SUPPLIED TEXT:
----
Role of SCN in Instance Recovery & Media Recovery
SCN after an Instance Crash
Checkpoint is an event that happens at a particular time(=SCN). When this happens, all datafiles and control files are updated with SCN at that time. A successful checkpoint guarantees that all database changes up to the checkpoint SCN have been recorded in the datafiles. As a result, only those changes made after the checkpoint need to be applied during recovery.
Oracle stores the SCN associated with the Checkpoint in four places: three
of them in the control file( accessed thru v$datafile) and one in the datafile header for each datafile ( thru v$datafile_header)
a.)System checkpoint SCN in the control file.(
v$database.current_scn)
b.)Datafile Checkpoint SCN individually in the control file for each datafile (v$datafile.chckpoint_change#)
c.)Checkpoint SCN value in the header of each datafile, which also referred as
Start SCN ( v$datafile_header.checkpoint_change#)
d.)The stop SCN is held in the control file for each datafile (
v$datafile.last_cahnge#)
Now let us see how the SCN that is stored in different places by various events are useful during recovery scenarios
Under the normal conditions, where database is running without any problem, the System Checkpoint SCN, Datafile Checkpoint SCN and Start SCN have equal values. Whereas, Stop SCN will always be NULL under normal conditions.
During a clean shutdown of the database, since it is an event, a
checkpoint occurs and the stop SCN value is set to Start SCN of datafile
header. Now, all the 4 SCN values are same.
(Just remember !!! if it is a clean shutdown – all the four SCN’s will be
same.)
----
DATA EXCERPTS:
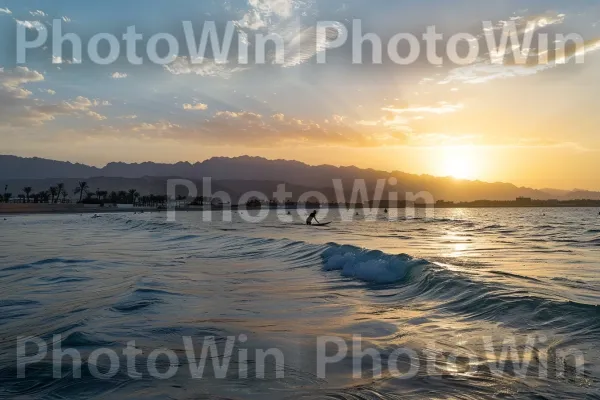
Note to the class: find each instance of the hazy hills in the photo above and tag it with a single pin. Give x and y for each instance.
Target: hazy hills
(237, 175)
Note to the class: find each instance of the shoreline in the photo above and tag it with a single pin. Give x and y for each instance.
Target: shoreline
(43, 210)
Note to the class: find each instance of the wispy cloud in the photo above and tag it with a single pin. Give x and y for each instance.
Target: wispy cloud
(440, 108)
(208, 68)
(195, 107)
(38, 13)
(119, 75)
(37, 25)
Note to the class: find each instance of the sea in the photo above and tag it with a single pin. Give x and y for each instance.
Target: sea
(447, 304)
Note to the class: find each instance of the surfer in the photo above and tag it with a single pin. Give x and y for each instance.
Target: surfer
(311, 217)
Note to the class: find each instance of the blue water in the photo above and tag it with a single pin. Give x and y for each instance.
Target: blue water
(438, 287)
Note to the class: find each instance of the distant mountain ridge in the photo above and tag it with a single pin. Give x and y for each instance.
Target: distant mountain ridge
(18, 171)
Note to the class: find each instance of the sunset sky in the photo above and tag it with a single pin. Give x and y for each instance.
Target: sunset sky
(532, 125)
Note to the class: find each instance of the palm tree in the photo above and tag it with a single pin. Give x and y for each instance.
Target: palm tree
(133, 194)
(53, 192)
(60, 187)
(81, 189)
(27, 190)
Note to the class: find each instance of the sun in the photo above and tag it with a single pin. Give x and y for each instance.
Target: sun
(460, 162)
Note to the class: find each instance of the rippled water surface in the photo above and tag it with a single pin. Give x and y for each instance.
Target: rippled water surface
(441, 288)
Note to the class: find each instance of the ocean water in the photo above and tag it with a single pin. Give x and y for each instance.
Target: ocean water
(445, 304)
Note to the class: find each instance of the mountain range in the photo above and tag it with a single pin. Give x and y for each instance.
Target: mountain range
(241, 174)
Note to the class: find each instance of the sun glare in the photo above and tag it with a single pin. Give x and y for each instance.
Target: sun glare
(459, 163)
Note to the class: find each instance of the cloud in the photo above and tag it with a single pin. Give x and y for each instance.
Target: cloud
(485, 71)
(195, 107)
(245, 128)
(263, 13)
(18, 108)
(34, 25)
(208, 68)
(48, 91)
(38, 13)
(441, 108)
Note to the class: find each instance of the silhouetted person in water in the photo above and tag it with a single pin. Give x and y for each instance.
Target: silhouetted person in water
(311, 217)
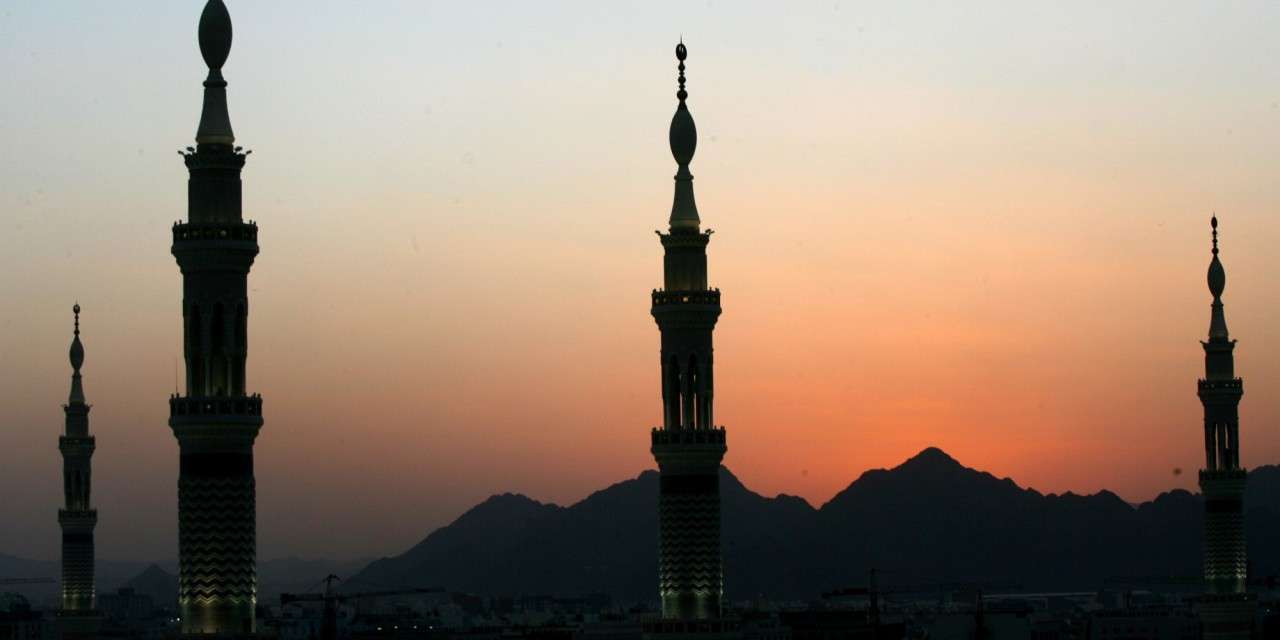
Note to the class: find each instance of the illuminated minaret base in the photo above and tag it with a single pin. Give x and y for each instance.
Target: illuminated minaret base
(77, 616)
(689, 447)
(215, 421)
(1226, 609)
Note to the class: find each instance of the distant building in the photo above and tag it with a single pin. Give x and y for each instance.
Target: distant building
(689, 447)
(77, 616)
(1226, 609)
(215, 421)
(18, 622)
(1144, 624)
(127, 608)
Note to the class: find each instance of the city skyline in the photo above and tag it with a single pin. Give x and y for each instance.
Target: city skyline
(425, 312)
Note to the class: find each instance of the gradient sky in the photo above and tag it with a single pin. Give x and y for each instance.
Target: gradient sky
(977, 227)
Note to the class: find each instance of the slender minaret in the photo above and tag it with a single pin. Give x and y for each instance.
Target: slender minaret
(77, 519)
(689, 447)
(215, 421)
(1226, 609)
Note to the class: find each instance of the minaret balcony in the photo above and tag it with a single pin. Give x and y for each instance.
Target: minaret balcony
(234, 231)
(196, 406)
(680, 435)
(685, 297)
(77, 520)
(1233, 384)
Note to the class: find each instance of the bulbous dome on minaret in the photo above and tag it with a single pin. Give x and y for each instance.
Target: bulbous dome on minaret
(215, 45)
(684, 141)
(684, 132)
(1216, 274)
(215, 33)
(77, 352)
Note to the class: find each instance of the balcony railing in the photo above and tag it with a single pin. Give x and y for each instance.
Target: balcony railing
(232, 231)
(686, 297)
(215, 406)
(689, 435)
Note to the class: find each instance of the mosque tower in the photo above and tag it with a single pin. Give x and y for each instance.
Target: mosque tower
(1226, 608)
(215, 421)
(77, 617)
(689, 447)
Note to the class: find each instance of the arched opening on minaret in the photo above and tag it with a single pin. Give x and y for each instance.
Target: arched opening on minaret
(218, 352)
(691, 392)
(195, 362)
(241, 350)
(672, 393)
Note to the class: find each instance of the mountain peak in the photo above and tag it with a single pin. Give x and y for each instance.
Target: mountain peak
(931, 457)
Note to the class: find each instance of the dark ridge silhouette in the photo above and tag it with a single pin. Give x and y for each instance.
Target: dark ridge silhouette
(928, 520)
(160, 585)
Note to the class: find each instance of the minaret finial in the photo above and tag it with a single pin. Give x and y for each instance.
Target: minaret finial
(684, 141)
(1216, 284)
(215, 45)
(77, 357)
(681, 53)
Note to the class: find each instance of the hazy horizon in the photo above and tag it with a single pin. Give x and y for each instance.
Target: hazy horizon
(982, 228)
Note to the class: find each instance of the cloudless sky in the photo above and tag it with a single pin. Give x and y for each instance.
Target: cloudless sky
(981, 227)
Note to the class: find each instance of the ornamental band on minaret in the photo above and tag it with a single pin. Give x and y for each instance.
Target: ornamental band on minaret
(689, 447)
(215, 421)
(1226, 608)
(78, 517)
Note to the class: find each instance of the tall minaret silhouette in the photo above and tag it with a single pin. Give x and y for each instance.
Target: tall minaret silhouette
(77, 517)
(1226, 609)
(689, 447)
(215, 421)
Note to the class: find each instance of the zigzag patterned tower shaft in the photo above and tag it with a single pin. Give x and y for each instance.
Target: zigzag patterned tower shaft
(215, 421)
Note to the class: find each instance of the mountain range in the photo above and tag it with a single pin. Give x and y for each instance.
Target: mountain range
(929, 520)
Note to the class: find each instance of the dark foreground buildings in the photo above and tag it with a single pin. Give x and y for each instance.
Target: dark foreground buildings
(689, 447)
(78, 616)
(215, 421)
(1226, 609)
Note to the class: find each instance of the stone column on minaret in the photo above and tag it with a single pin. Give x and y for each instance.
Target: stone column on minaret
(1226, 609)
(689, 447)
(215, 421)
(77, 617)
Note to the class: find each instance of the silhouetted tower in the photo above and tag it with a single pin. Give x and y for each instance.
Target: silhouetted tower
(689, 447)
(1226, 609)
(215, 421)
(77, 617)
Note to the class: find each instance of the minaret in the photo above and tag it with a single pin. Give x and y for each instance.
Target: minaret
(689, 447)
(77, 617)
(1226, 609)
(215, 421)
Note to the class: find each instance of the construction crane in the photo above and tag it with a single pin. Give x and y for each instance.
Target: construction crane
(329, 599)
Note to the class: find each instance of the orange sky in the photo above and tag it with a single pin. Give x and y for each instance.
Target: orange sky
(977, 231)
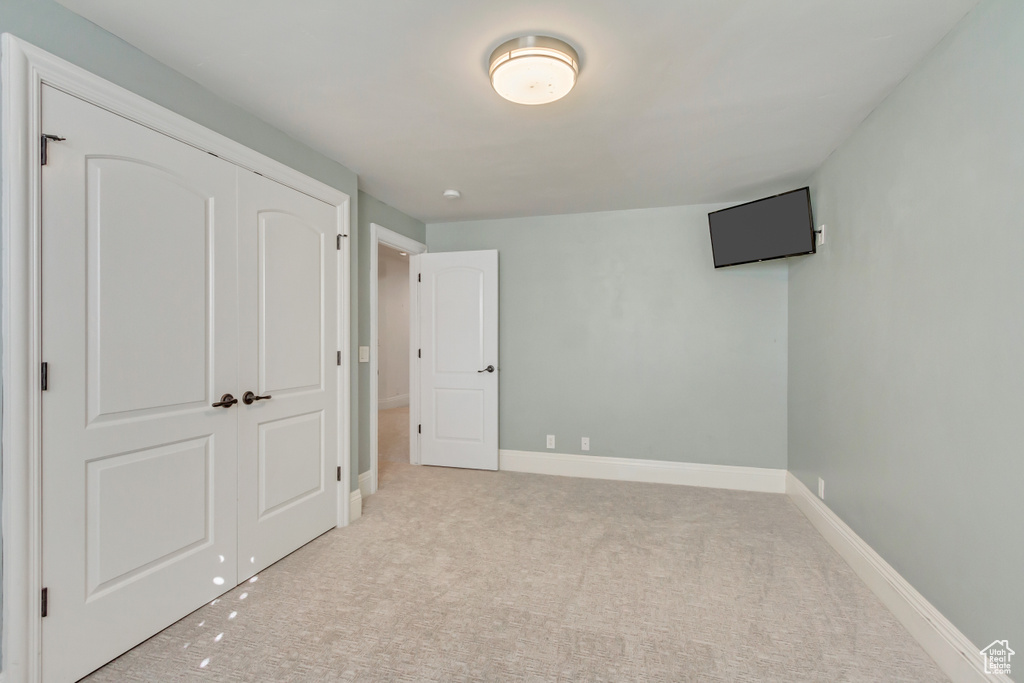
----
SHORT EXERCISE 1: In the SCN text, what value does the Stop SCN always have when the database is running under normal conditions?
SHORT EXERCISE 2: Write out the part of the SCN text starting with "d.)The stop SCN" and going on through "values are same.".
You won't need any of the data.

WORKED SOLUTION 1: NULL

WORKED SOLUTION 2:
d.)The stop SCN is held in the control file for each datafile (
v$datafile.last_cahnge#)
Now let us see how the SCN that is stored in different places by various events are useful during recovery scenarios
Under the normal conditions, where database is running without any problem, the System Checkpoint SCN, Datafile Checkpoint SCN and Start SCN have equal values. Whereas, Stop SCN will always be NULL under normal conditions.
During a clean shutdown of the database, since it is an event, a
checkpoint occurs and the stop SCN value is set to Start SCN of datafile
header. Now, all the 4 SCN values are same.